■ **Requirements**
[1] Quote the part of the passage on trafficking from Nigeria to Italy that starts with "Human trafficking in" and goes on through "without any guidance.".
[2] Gather every line of the entries that contains the string "covered", matching case exactly.
** BEGIN Extract to read **
About 21,000 Nigerian women and girls have been trafficked to Italy since 2015 with 80% being likely victims of human trafficking. According to a report by the Vie d’Uscita (Exit Routes) project, 64% of girls trafficked to Italy are from Nigeria while the 34% are from Albania, Balkans and Romania. Human trafficking of Nigerian women to Italy began to occur in the 1980s because of the demand for low-skilled labour in agriculture and services. Nigeria has a history of economic and financial issues causing significant unemployment and poverty as well as a tradition of sending young people from poor homes to wealthy family as domestic help. This has exacerbated human trafficking. It is estimated that roughly 15 million Nigerians live abroad to seek education, employment, and a better quality of life than in Nigeria. Harsh economic conditions that have increased unemployment and underemployment, a large population, political instability, insecurity and porous borders are factors that heighten this problem in Nigeria. A popular reason to migrate for some, is to help bring their families out of extreme poverty by getting employment abroad and sending funds home. Nigeria is not rated among the ten poorest nations in Africa with a per capita GNP of about $433.44 billion USD as at Dec 2019.

Human trafficking in Nigeria is being tackled via programs set up by local organization such as NAPTIP's Public Enlightenment Unit that partners with Devatop Centre for Africa Development, and the Italian government that partners with the Nigerian government to lesson the significant rates of human trafficking that occurs in Italy. Italy not only has officers shutting down brothels in major cities, but the government has set up programs with social workers to integrate the women into society once they gain their individual independence. Many Nigerians who go to Italy are illiterate with no experience of urban life, so finding a place to belong within Italian cities can be difficult for Nigerians without any guidance.
** END Extract to read **
** BEGIN Records for this exercise **
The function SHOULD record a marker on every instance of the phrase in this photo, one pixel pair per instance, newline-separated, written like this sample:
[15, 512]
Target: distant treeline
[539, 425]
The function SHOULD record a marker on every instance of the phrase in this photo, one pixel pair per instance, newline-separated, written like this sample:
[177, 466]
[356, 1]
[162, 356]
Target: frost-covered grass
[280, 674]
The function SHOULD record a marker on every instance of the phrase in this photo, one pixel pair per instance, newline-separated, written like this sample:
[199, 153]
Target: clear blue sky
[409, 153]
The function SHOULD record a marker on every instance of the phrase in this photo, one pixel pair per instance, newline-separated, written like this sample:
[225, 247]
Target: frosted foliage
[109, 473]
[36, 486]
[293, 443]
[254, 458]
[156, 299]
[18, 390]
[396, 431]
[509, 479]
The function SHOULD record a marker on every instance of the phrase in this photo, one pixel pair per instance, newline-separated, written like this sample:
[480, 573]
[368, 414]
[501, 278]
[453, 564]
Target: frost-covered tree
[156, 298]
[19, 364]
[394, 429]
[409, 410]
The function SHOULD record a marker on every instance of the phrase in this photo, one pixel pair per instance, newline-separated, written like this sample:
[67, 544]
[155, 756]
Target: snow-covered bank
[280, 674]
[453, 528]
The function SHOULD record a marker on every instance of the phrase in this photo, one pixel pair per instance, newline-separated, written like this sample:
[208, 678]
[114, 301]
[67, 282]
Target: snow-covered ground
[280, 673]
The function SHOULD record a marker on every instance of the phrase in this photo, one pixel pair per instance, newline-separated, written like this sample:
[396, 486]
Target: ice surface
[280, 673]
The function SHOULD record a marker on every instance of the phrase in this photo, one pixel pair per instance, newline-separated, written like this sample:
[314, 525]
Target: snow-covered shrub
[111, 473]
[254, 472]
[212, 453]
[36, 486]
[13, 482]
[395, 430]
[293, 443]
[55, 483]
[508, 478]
** END Records for this exercise **
** BEGIN Records for this exercise **
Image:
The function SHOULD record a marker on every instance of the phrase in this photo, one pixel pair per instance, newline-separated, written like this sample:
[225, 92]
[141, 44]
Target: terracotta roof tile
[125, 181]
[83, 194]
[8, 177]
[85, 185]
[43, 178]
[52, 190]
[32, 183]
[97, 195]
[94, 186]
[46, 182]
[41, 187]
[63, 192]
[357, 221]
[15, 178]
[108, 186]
** END Records for this exercise **
■ **Per-task outputs**
[1]
Human trafficking in Nigeria is being tackled via programs set up by local organization such as NAPTIP's Public Enlightenment Unit that partners with Devatop Centre for Africa Development, and the Italian government that partners with the Nigerian government to lesson the significant rates of human trafficking that occurs in Italy. Italy not only has officers shutting down brothels in major cities, but the government has set up programs with social workers to integrate the women into society once they gain their individual independence. Many Nigerians who go to Italy are illiterate with no experience of urban life, so finding a place to belong within Italian cities can be difficult for Nigerians without any guidance.

[2]
Target: frost-covered grass
Target: frost-covered tree
Target: snow-covered bank
Target: snow-covered ground
Target: snow-covered shrub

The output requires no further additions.